◆ Given information
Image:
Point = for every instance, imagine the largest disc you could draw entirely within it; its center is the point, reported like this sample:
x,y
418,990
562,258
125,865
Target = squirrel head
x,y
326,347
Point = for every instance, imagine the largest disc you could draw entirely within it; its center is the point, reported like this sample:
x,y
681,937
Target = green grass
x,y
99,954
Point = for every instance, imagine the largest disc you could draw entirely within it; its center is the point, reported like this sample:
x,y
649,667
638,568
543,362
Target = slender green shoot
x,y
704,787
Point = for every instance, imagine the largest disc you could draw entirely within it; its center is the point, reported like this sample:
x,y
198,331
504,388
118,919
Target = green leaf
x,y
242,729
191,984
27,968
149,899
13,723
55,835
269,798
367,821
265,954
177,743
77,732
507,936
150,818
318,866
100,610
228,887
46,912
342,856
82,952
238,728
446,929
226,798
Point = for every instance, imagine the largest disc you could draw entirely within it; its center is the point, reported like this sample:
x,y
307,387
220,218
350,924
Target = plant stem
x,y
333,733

◆ Task instructions
Using the listing above, please repeat every entry exactly.

◆ Exercise output
Image:
Point = for every instance, imagine the largest disc you could draw entirely within it; its center is the point, reported like this sample:
x,y
418,990
562,258
125,865
Target = squirrel head
x,y
326,347
Point = for every instance, imagine the largest disc you could draw entirely within it; its center is the point, reported like this sample:
x,y
681,937
Target = green grass
x,y
99,954
Point = for every instance, imagine the largest disc you could draw entirely within it; its center is the point, reported like this sample:
x,y
649,667
638,568
543,362
Target = slender green shoot
x,y
704,787
Point = for every instance, imagine the largest disc you could draw entirely within it; its center is the point, reported like this sample:
x,y
198,331
504,388
118,919
Target = green leaf
x,y
242,729
191,984
27,968
149,899
13,723
55,835
269,798
367,821
265,954
177,743
77,732
507,936
150,818
318,866
100,610
228,887
46,912
342,856
82,952
238,728
446,929
226,798
Point = for every instance, imagine the largest disc you could draw entirely within it; its center is the point, reported like this sample:
x,y
307,387
220,218
350,924
Target = plant stem
x,y
333,733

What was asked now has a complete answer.